- _Data rows_
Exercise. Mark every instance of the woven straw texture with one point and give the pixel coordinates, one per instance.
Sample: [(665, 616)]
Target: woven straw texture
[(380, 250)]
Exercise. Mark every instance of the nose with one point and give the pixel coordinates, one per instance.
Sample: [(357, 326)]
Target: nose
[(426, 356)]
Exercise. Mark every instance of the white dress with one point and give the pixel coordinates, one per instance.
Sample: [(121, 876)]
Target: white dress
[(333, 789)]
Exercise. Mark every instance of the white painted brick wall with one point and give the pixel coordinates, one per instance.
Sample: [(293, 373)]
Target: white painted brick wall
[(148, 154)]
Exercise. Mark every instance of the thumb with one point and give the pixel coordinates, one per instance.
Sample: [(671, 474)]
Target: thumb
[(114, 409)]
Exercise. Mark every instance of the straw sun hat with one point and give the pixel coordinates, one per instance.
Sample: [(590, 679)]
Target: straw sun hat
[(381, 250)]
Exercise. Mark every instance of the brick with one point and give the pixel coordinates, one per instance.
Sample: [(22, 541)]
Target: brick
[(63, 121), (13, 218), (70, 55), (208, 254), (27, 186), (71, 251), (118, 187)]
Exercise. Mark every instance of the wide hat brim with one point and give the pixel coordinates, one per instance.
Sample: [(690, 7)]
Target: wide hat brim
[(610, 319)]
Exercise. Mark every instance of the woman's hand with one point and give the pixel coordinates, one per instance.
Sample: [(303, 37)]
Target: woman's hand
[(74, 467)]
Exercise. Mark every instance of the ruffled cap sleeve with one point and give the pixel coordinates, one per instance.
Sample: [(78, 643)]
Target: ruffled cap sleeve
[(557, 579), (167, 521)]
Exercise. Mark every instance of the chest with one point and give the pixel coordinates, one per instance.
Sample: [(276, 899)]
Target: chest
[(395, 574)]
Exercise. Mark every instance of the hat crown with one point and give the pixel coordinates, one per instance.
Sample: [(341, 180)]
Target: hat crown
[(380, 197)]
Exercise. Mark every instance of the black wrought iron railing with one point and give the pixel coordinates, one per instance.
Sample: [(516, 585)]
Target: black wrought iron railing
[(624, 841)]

- _Instructions to follow_
Render every line of the rows above as a Markdown table with two columns, headed No. and Text, numbering the lines in order and omitting any blank lines.

- _Solution for this problem_
| No. | Text |
|---|---|
| 1 | Exercise. Mark every instance of the woven straw texture with one point and give the pixel coordinates, one per instance. |
| 2 | Sample: [(665, 616)] |
| 3 | Target: woven straw texture |
| 4 | [(380, 250)] |
| 5 | Exercise. Mark every instance of the nose with one point and give the pixel coordinates, one per instance. |
| 6 | Sample: [(357, 326)] |
| 7 | Target: nose |
| 8 | [(426, 356)] |
| 9 | Exercise. Mark every instance of the white dress with one point and give the pixel coordinates, one per instance. |
| 10 | Sample: [(121, 876)] |
| 11 | Target: white dress |
| 12 | [(333, 789)] |
| 13 | Exercise. Mark every instance of the white painted brick wall with one point and give the pixel coordinates, one per instance. |
| 14 | Sample: [(293, 373)] |
| 15 | Target: white painted brick wall |
| 16 | [(148, 154)] |
| 17 | Exercise. Mark every instance of the thumb with one point and give the pixel coordinates, one per instance. |
| 18 | Sample: [(671, 474)] |
| 19 | Target: thumb |
| 20 | [(114, 409)] |
| 21 | Exercise. Mark every instance of the straw sun hat with one point and give the pixel coordinates, one per instance. |
| 22 | Sample: [(590, 679)] |
| 23 | Target: straw sun hat |
| 24 | [(381, 250)] |
| 25 | Exercise. Mark every instance of the brick with one point and give the pixel coordinates, one per instance. |
| 26 | Sample: [(22, 541)] |
| 27 | Target: brick |
| 28 | [(63, 121), (13, 218), (70, 55), (208, 254), (27, 186), (71, 251), (118, 187)] |
| 29 | Exercise. Mark every instance of the wide hat brim with one point and give the pixel coordinates, one per instance. |
| 30 | Sample: [(690, 7)] |
| 31 | Target: wide hat brim |
| 32 | [(610, 319)] |
| 33 | Exercise. Mark every instance of the woman's hand with one point and give the pixel coordinates, one per instance. |
| 34 | Sample: [(303, 37)] |
| 35 | Target: woman's hand |
| 36 | [(74, 467)] |
| 37 | Exercise. Mark every instance of the ruffled cap sleeve with one point and give the pixel coordinates, one per instance. |
| 38 | Sample: [(78, 643)] |
| 39 | Target: ruffled cap sleeve |
| 40 | [(557, 579), (167, 521)] |
| 41 | Exercise. Mark every instance of the chest with one point and give the pixel coordinates, one per instance. |
| 42 | Sample: [(276, 899)] |
| 43 | Target: chest |
| 44 | [(395, 574)] |
| 45 | Exercise. Mark every instance of the hat crown with one point and give the pixel coordinates, one per instance. |
| 46 | Sample: [(341, 180)] |
| 47 | Target: hat crown |
| 48 | [(380, 197)] |
| 49 | Exercise. Mark every instance of the black wrought iron railing with one point and give the pixel coordinates, one per instance. |
| 50 | Sample: [(516, 585)] |
| 51 | Target: black wrought iron railing |
| 52 | [(624, 841)] |